» What needs to be done:
Once you have read the entries below, repeat all of them exactly.

» Extracted information:
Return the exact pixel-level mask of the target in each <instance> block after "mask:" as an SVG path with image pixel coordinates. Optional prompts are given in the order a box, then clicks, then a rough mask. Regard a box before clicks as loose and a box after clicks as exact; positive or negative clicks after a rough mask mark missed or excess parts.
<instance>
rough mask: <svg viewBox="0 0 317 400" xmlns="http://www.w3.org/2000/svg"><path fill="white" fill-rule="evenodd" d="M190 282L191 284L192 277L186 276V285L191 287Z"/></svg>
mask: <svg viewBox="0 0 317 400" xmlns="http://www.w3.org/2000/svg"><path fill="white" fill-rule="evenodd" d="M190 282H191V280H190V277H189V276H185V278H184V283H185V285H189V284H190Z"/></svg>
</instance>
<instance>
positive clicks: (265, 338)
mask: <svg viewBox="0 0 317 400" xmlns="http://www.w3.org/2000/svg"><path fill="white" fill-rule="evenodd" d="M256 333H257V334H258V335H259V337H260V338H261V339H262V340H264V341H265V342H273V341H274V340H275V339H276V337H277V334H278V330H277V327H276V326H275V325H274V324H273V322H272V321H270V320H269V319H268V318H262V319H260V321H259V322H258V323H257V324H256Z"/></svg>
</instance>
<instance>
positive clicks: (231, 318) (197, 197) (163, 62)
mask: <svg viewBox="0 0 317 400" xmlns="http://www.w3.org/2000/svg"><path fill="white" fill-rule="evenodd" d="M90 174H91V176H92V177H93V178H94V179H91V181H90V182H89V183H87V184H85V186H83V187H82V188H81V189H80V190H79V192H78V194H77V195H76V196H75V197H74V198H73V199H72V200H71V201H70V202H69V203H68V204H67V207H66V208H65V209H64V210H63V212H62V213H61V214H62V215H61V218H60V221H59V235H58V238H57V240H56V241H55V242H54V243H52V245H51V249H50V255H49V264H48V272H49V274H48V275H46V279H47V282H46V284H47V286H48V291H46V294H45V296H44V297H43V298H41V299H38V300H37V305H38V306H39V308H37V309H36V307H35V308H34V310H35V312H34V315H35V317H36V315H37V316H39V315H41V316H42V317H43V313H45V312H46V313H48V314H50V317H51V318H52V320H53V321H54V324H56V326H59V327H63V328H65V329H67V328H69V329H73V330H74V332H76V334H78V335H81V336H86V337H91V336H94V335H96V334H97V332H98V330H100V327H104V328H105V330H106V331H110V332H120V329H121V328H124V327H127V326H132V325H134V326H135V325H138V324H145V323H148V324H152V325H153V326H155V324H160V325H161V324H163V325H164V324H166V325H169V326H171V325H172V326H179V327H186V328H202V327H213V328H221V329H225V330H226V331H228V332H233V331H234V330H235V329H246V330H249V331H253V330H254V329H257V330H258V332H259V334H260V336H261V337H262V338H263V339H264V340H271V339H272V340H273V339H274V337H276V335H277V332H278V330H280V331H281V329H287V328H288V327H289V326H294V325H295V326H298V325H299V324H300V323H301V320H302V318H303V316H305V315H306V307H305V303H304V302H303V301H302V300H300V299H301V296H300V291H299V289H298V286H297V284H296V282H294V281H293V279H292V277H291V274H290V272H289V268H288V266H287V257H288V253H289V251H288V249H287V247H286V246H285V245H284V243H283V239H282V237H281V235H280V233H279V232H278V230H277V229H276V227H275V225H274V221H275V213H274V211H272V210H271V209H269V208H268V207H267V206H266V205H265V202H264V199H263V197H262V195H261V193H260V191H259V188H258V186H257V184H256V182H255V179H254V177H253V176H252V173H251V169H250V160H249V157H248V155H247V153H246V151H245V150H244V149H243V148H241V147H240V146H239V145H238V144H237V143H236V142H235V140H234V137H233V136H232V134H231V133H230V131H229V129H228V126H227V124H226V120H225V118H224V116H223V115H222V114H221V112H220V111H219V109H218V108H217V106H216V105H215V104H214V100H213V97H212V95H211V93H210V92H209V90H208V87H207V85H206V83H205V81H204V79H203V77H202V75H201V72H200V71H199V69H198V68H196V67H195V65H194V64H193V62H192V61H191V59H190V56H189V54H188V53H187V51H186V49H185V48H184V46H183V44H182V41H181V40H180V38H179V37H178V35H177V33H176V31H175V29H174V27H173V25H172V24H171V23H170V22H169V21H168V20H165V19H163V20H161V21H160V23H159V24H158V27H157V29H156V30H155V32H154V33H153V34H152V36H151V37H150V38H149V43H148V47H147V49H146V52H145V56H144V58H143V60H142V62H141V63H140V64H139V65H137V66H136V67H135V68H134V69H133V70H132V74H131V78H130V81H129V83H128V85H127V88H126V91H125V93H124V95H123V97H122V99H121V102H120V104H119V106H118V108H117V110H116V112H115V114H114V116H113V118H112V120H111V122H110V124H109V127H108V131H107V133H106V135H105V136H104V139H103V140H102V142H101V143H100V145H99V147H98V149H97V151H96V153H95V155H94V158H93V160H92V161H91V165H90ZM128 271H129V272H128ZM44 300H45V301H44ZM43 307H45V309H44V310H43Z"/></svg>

» The completed task:
Return the exact pixel-level mask of the target in each <instance> block after "mask:" as an SVG path with image pixel coordinates. Optional prompts are given in the order a box, then clicks, then a rough mask. Regard a box before clicks as loose and a box after clicks as exact; positive or negative clicks after a rough mask mark missed or excess parts.
<instance>
rough mask: <svg viewBox="0 0 317 400" xmlns="http://www.w3.org/2000/svg"><path fill="white" fill-rule="evenodd" d="M190 282L191 284L192 277L186 276V285L191 287Z"/></svg>
mask: <svg viewBox="0 0 317 400" xmlns="http://www.w3.org/2000/svg"><path fill="white" fill-rule="evenodd" d="M190 282H191V280H190V277H189V276H185V278H184V283H185V285H189V284H190Z"/></svg>
</instance>
<instance>
positive clicks: (265, 338)
mask: <svg viewBox="0 0 317 400" xmlns="http://www.w3.org/2000/svg"><path fill="white" fill-rule="evenodd" d="M256 333H257V334H258V335H259V337H260V338H261V339H262V340H264V341H265V342H273V341H274V340H275V339H276V337H277V334H278V330H277V327H276V326H275V325H274V324H273V322H272V321H270V320H269V319H268V318H262V319H260V321H259V322H258V323H257V324H256Z"/></svg>
</instance>
<instance>
positive clicks: (231, 318) (197, 197) (163, 62)
mask: <svg viewBox="0 0 317 400" xmlns="http://www.w3.org/2000/svg"><path fill="white" fill-rule="evenodd" d="M90 174H91V176H92V177H93V178H94V179H91V181H90V182H89V183H87V184H85V186H83V187H82V188H81V189H80V190H79V192H78V194H77V195H76V196H75V197H74V198H73V199H72V200H71V201H70V202H69V203H68V204H67V207H66V208H65V209H64V210H63V212H62V213H61V214H62V215H61V218H60V221H59V235H58V238H57V240H56V241H55V242H54V243H52V245H51V249H50V255H49V264H48V272H49V274H48V275H46V279H47V282H46V284H47V286H48V291H46V294H45V296H44V297H43V298H41V299H38V300H37V305H38V306H39V308H37V309H36V307H35V308H34V310H35V312H34V315H35V317H36V315H37V316H39V315H41V316H42V317H43V313H45V312H46V313H48V314H50V317H51V318H52V320H53V321H54V324H56V326H59V327H63V328H65V329H67V328H69V329H73V330H74V332H76V334H78V335H81V336H86V337H91V336H94V335H96V334H97V332H98V330H100V327H104V328H105V330H106V331H110V332H120V329H121V328H124V327H127V326H132V325H134V326H135V325H138V324H145V323H148V324H152V325H153V326H155V324H160V325H161V324H163V325H164V324H166V325H169V326H171V325H172V326H179V327H186V328H202V327H213V328H221V329H225V330H226V331H228V332H233V331H234V330H235V329H246V330H249V331H253V330H254V329H257V330H258V332H259V334H260V336H261V337H262V338H263V339H264V340H271V339H272V340H273V339H274V337H276V335H277V332H278V330H280V331H281V329H287V328H288V327H289V326H294V325H295V326H298V325H299V324H300V323H301V320H302V318H303V316H305V315H306V307H305V303H304V302H303V301H302V300H300V299H301V296H300V291H299V289H298V286H297V284H296V282H294V281H293V279H292V277H291V274H290V272H289V268H288V266H287V257H288V253H289V251H288V249H287V247H286V246H285V245H284V243H283V239H282V237H281V235H280V233H279V232H278V230H277V229H276V227H275V225H274V221H275V213H274V211H272V210H271V209H269V208H268V207H267V206H266V205H265V202H264V199H263V197H262V195H261V193H260V191H259V188H258V186H257V184H256V182H255V179H254V177H253V176H252V173H251V169H250V160H249V157H248V155H247V153H246V151H245V150H244V149H243V148H241V147H240V146H239V145H238V144H237V143H236V142H235V140H234V137H233V136H232V134H231V133H230V131H229V129H228V126H227V124H226V120H225V118H224V116H223V115H222V114H221V112H220V111H219V109H218V108H217V106H216V105H215V104H214V100H213V97H212V95H211V93H210V92H209V90H208V87H207V85H206V83H205V81H204V79H203V77H202V75H201V72H200V71H199V69H198V68H196V67H195V65H194V64H193V62H192V61H191V59H190V56H189V54H188V53H187V51H186V49H185V48H184V46H183V44H182V41H181V40H180V38H179V37H178V35H177V33H176V31H175V29H174V27H173V25H172V24H171V23H170V22H169V21H168V20H165V19H163V20H161V21H160V23H159V24H158V27H157V29H156V30H155V32H154V33H153V34H152V36H151V37H150V38H149V43H148V47H147V49H146V52H145V56H144V58H143V60H142V62H141V63H140V64H139V65H137V66H136V67H135V68H134V69H133V70H132V74H131V78H130V81H129V83H128V85H127V88H126V91H125V93H124V95H123V97H122V99H121V102H120V104H119V106H118V108H117V110H116V112H115V114H114V116H113V118H112V120H111V122H110V124H109V127H108V131H107V133H106V135H105V136H104V139H103V140H102V142H101V143H100V145H99V147H98V149H97V151H96V153H95V155H94V158H93V160H92V161H91V165H90ZM128 271H129V272H128ZM44 300H45V301H44ZM43 307H45V309H44V310H43Z"/></svg>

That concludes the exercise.